* [PARTS OF THE EXERCISE]:
(1) Reproduce word for word the part of the passage on Malaga's English Cemetery between "The situation changed" and "old Moorish fortress.", inclusive.
(2) According to the passage on Malaga's English Cemetery, which British Consul in Malaga initiated the diplomatic pressure on the Spanish king?
(3) Continue the passage on Malaga's English Cemetery from its final sentence.

* [PASSAGE SHOWN]:
=== Begin Enclosure ===

Each year thousands of holidaymakers land at Malaga airport and then quickly disperse to the beaches and golf courses of the Costa del Sol without visiting the town itself. Hans Christian Anderson however, would have urged them to linger at least to see the English Cemetery that the creator of the Little Mermaid described as "my favourite place" in Malaga.
Andersen visited Malaga in 1862, thirty one years after the cemetery opened. Before that, English Protestants, being deemed heretics, had been denied burial in Catholic churchyards and cemeteries. Indeed, in Malaga they were interred at low tide on the beach from whence their corpses were washed out to sea to the consternation of fishermen and grieving relatives alike.
The situation changed in 1830 when Spanish King Ferdinand VII, bowing to British diplomatic pressure, initiated by William Mark, British Consul in Malaga, officially allowed the establishment of Protestant cemeteries in towns where British Consuls resided. Mark had by then obtained local permission to acquire land for his small cemetery about a mile from the centre of town upon a hillside slightly above the beach to the east of the old Moorish fortress.

=== End Enclosure ===

* [PROVIDED RECORDS]:
=== Begin Enclosure ===

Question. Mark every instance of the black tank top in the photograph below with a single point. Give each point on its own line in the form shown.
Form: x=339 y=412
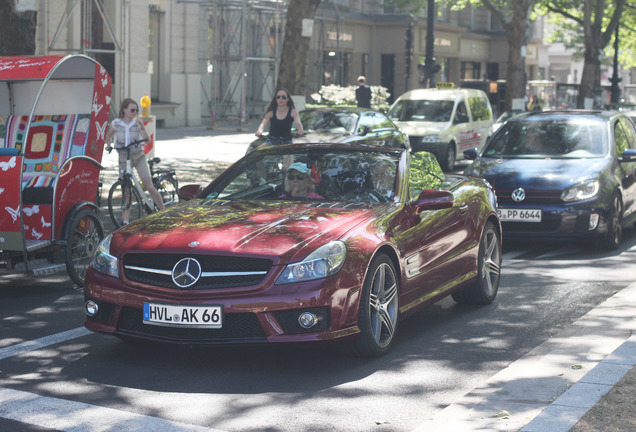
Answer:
x=281 y=128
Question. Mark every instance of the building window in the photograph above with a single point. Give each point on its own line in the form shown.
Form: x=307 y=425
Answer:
x=470 y=70
x=364 y=70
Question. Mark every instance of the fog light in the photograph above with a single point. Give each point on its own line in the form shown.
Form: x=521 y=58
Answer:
x=593 y=221
x=307 y=320
x=91 y=308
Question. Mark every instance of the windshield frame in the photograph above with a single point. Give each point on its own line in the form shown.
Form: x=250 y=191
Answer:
x=271 y=166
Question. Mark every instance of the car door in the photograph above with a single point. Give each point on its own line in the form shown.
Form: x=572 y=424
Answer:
x=625 y=138
x=376 y=125
x=433 y=242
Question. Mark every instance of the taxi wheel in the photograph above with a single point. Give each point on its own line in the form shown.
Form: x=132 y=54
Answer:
x=379 y=309
x=85 y=233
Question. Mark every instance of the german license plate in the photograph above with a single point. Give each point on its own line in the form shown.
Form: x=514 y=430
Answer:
x=519 y=215
x=183 y=315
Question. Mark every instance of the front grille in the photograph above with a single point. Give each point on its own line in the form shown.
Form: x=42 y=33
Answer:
x=243 y=327
x=532 y=196
x=209 y=263
x=527 y=227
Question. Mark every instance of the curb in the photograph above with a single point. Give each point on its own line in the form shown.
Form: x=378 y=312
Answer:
x=555 y=384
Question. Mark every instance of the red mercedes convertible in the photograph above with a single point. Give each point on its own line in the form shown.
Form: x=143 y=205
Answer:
x=300 y=243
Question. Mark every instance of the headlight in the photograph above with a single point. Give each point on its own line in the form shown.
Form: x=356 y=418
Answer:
x=580 y=192
x=431 y=138
x=321 y=263
x=103 y=261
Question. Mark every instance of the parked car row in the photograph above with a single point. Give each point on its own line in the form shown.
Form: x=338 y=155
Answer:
x=339 y=240
x=562 y=175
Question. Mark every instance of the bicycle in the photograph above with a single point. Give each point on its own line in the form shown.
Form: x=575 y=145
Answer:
x=127 y=194
x=165 y=181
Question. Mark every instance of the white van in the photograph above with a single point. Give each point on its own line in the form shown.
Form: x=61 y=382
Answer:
x=444 y=121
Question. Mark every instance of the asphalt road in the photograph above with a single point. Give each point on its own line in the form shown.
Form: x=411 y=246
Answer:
x=56 y=376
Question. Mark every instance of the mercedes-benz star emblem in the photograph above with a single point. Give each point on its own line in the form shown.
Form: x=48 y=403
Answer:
x=186 y=272
x=518 y=195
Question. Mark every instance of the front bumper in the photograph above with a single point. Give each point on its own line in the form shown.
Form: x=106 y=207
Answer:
x=267 y=316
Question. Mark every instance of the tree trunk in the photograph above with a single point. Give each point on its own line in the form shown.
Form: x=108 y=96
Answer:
x=516 y=74
x=293 y=62
x=515 y=20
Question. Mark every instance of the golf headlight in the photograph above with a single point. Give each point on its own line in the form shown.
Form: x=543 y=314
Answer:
x=103 y=261
x=431 y=138
x=581 y=191
x=321 y=263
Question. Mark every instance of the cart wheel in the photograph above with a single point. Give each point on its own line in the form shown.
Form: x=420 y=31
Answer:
x=85 y=234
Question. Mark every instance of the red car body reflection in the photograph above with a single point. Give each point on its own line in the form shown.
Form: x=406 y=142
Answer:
x=269 y=269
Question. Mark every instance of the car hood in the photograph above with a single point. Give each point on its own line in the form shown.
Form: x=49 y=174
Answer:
x=419 y=128
x=317 y=137
x=275 y=229
x=536 y=173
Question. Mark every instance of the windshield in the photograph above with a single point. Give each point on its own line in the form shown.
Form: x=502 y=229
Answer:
x=328 y=121
x=422 y=110
x=316 y=175
x=563 y=138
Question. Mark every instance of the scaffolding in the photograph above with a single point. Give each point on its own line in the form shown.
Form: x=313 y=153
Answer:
x=245 y=51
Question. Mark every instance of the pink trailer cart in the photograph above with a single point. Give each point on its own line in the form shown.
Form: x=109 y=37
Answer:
x=53 y=116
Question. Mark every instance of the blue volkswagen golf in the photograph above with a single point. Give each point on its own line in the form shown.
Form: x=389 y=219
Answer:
x=562 y=175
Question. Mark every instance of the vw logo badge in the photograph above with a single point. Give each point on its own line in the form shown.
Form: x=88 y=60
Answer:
x=518 y=195
x=186 y=272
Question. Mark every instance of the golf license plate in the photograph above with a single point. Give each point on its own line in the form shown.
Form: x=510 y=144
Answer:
x=183 y=315
x=519 y=215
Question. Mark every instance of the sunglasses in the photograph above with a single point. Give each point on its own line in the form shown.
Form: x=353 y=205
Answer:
x=298 y=177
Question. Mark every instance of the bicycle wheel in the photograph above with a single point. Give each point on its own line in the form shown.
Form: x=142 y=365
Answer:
x=123 y=197
x=82 y=240
x=168 y=188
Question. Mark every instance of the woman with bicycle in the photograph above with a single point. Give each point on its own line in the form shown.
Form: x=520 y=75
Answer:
x=128 y=131
x=280 y=115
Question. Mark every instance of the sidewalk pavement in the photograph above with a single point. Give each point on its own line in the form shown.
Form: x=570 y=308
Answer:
x=551 y=388
x=556 y=384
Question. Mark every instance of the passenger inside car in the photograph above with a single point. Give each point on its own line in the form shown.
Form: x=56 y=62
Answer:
x=299 y=183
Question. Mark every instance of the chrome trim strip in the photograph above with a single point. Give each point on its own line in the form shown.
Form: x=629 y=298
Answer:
x=203 y=274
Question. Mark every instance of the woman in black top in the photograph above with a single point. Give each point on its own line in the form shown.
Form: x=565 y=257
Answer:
x=280 y=115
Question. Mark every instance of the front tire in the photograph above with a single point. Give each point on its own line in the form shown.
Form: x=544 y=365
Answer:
x=612 y=239
x=379 y=309
x=85 y=233
x=484 y=289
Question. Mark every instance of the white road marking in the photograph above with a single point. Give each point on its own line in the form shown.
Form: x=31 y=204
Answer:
x=65 y=415
x=23 y=347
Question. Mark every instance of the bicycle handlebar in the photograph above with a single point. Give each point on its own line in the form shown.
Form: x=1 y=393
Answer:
x=109 y=148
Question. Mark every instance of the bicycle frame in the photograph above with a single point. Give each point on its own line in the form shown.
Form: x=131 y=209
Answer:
x=130 y=175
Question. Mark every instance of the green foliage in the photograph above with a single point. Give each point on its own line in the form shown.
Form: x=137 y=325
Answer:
x=425 y=173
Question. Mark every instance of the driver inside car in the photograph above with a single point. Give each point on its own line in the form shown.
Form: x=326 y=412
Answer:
x=299 y=183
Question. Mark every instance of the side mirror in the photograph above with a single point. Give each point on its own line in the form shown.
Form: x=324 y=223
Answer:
x=433 y=199
x=364 y=131
x=471 y=154
x=628 y=155
x=188 y=192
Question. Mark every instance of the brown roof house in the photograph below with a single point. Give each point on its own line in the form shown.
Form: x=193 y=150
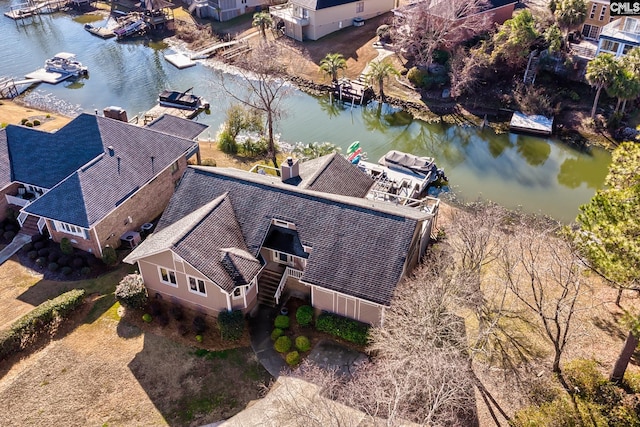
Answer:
x=231 y=239
x=96 y=180
x=313 y=19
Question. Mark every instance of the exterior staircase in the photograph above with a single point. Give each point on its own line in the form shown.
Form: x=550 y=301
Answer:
x=30 y=226
x=268 y=285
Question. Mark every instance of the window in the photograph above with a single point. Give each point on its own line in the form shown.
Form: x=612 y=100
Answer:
x=631 y=25
x=197 y=286
x=168 y=277
x=174 y=167
x=69 y=229
x=609 y=46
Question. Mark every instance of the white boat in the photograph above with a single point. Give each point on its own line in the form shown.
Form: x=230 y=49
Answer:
x=65 y=63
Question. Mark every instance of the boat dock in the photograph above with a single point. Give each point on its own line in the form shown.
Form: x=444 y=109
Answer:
x=47 y=76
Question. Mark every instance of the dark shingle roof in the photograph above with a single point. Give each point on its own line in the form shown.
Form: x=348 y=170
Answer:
x=359 y=247
x=128 y=158
x=210 y=240
x=177 y=126
x=335 y=174
x=5 y=164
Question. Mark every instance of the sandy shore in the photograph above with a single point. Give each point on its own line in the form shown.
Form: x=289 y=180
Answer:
x=12 y=113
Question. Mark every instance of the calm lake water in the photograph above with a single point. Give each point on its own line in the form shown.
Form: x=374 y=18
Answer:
x=540 y=175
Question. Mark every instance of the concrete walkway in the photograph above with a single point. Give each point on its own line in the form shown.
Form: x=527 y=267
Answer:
x=16 y=244
x=260 y=328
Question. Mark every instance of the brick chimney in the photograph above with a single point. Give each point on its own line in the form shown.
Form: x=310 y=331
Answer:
x=289 y=169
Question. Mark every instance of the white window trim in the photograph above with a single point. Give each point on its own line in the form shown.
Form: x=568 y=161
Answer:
x=63 y=227
x=168 y=283
x=197 y=291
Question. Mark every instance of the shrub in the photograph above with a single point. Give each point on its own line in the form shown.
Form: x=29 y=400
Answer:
x=231 y=325
x=293 y=358
x=163 y=319
x=304 y=315
x=109 y=255
x=39 y=321
x=131 y=291
x=303 y=343
x=199 y=325
x=226 y=143
x=177 y=312
x=282 y=344
x=276 y=333
x=281 y=322
x=65 y=246
x=342 y=327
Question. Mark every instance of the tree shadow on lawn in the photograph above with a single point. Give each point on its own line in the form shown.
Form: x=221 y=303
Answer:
x=191 y=386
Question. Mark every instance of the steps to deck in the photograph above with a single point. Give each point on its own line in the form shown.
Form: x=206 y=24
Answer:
x=267 y=286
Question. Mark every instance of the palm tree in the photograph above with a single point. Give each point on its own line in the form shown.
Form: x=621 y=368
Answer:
x=262 y=20
x=379 y=71
x=331 y=63
x=600 y=74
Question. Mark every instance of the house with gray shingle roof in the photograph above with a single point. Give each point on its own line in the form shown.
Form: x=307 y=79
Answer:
x=231 y=239
x=313 y=19
x=96 y=178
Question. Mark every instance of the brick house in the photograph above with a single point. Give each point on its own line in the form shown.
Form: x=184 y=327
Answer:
x=96 y=178
x=232 y=239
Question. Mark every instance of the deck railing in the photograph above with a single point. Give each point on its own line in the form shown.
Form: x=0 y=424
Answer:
x=296 y=274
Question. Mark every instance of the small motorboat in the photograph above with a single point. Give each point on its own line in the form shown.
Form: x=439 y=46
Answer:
x=103 y=32
x=184 y=100
x=65 y=63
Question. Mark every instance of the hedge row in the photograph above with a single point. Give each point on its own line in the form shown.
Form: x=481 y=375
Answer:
x=342 y=327
x=38 y=321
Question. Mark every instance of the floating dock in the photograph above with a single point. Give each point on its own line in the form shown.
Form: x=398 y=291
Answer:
x=179 y=60
x=47 y=76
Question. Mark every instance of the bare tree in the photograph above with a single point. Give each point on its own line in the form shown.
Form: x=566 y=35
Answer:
x=433 y=24
x=547 y=279
x=265 y=87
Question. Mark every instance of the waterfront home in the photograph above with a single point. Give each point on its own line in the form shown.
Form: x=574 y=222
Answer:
x=95 y=179
x=619 y=36
x=231 y=239
x=598 y=15
x=312 y=19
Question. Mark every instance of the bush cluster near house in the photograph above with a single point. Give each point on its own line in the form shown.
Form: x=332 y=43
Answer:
x=131 y=291
x=231 y=325
x=342 y=327
x=39 y=322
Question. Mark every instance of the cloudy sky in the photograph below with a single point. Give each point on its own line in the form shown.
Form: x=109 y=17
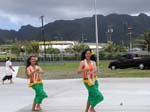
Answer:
x=15 y=13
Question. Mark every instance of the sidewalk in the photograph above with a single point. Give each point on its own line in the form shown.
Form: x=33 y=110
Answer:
x=121 y=95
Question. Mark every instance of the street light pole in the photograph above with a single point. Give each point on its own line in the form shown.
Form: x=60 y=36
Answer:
x=43 y=36
x=96 y=36
x=130 y=34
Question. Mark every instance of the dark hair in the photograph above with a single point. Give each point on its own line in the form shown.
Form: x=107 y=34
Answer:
x=93 y=58
x=8 y=58
x=28 y=61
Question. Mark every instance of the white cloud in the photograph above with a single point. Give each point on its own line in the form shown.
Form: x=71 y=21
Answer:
x=21 y=12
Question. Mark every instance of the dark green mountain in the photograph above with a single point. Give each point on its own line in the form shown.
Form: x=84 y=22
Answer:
x=84 y=27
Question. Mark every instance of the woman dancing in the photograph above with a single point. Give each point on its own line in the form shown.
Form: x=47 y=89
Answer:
x=88 y=68
x=34 y=71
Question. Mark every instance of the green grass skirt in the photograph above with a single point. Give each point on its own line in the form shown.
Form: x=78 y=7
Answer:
x=94 y=95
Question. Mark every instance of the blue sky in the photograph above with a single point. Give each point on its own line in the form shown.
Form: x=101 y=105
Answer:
x=15 y=13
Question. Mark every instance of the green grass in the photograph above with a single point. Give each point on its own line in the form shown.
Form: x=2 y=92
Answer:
x=69 y=70
x=3 y=56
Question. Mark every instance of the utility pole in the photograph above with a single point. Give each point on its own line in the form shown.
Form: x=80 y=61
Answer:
x=96 y=36
x=43 y=36
x=130 y=34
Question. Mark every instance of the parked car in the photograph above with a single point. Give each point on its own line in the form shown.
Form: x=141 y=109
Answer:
x=130 y=60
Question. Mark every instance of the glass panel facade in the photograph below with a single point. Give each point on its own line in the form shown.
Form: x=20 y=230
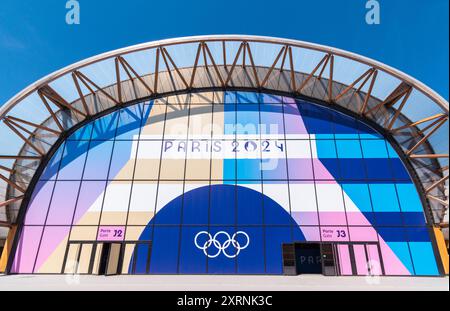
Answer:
x=217 y=183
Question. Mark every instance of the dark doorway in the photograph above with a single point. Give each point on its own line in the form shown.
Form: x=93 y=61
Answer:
x=328 y=251
x=110 y=259
x=104 y=258
x=308 y=258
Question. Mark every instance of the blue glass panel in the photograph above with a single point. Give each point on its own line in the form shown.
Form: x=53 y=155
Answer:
x=229 y=169
x=249 y=209
x=247 y=119
x=164 y=258
x=418 y=234
x=248 y=169
x=197 y=201
x=409 y=198
x=250 y=259
x=401 y=249
x=105 y=127
x=352 y=169
x=423 y=258
x=223 y=206
x=348 y=149
x=359 y=194
x=83 y=133
x=275 y=237
x=345 y=127
x=317 y=120
x=399 y=170
x=192 y=259
x=247 y=97
x=414 y=218
x=129 y=124
x=98 y=160
x=378 y=169
x=141 y=253
x=392 y=234
x=366 y=132
x=53 y=165
x=73 y=160
x=221 y=264
x=229 y=98
x=326 y=149
x=374 y=148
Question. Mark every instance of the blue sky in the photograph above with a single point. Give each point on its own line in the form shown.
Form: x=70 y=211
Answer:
x=35 y=40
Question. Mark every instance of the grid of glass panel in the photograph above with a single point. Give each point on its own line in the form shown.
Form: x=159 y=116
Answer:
x=280 y=170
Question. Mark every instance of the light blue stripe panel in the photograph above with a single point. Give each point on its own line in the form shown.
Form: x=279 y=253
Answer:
x=349 y=149
x=374 y=148
x=247 y=97
x=326 y=149
x=402 y=251
x=229 y=98
x=423 y=258
x=384 y=198
x=391 y=152
x=409 y=198
x=359 y=194
x=229 y=169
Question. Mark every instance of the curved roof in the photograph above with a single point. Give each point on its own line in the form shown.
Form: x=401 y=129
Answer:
x=406 y=110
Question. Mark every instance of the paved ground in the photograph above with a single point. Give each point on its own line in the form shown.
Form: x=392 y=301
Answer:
x=200 y=283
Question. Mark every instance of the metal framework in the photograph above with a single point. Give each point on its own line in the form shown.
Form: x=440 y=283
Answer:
x=409 y=113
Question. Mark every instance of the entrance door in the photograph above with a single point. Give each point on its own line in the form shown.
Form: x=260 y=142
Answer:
x=139 y=255
x=308 y=258
x=78 y=258
x=110 y=259
x=328 y=259
x=360 y=259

=== End Enclosure ===

* [PER-TASK ANSWERS]:
(1)
The situation changed in 1830 when Spanish King Ferdinand VII, bowing to British diplomatic pressure, initiated by William Mark, British Consul in Malaga, officially allowed the establishment of Protestant cemeteries in towns where British Consuls resided. Mark had by then obtained local permission to acquire land for his small cemetery about a mile from the centre of town upon a hillside slightly above the beach to the east of the old Moorish fortress.

(2) William Mark

(3)
When the cemetery was opened, according to contemporary travel writer Richard Ford, a plaque was placed over the entrance 'recording the royal permission, above that a cross'. The Malaguenos were
"amazed when they beheld this emblem of Christianity raised over the last home of Lutheran dogs", wrote Ford. Today the amazement has long abated and the heavy wrought iron entrance gates are now flanked by two pillars atop each of which sits a, presumably British, lion with a forepaw resting on a stone globe.
Mark's first 'customer' was the drowned owner of an English brig that had put into Malaga harbour. The second was Robert Boyd of Londonderry, an idealistic young army officer who foolishly enlisted in an expedition led by an exiled Spanish general to overthrow despotic King Ferdinand. With his Spanish companions he was quickly apprehended shortly after landing at Malaga and summarily shot on the 11th December 1831, 'in the sacred cause of liberty', according to his monument's inscription, "aged twenty six". This summary execution of a British subject provoked a political storm in London. Questions were asked in Parliament, the press railed against the reactionary Spanish monarch.
Richard Ford was in Spain at the time of Boyd's execution and, on January 11th 1832, wrote to his friend Henry Addington, British Envoy Extraordinary and Plenipotentiary in Madrid, that Mark, 'is gone wild about the Malaga events and the execution of Mr. Boyd. In his heart I believe he was as glad as a young surgeon to get a subject for his new churchyard. He certainly has a hankering after my wife's body, not her live body, but, hearing of her ill health, tried all in his power to get me to Malaga to have a pretty female specimen in his sepulchral museum'.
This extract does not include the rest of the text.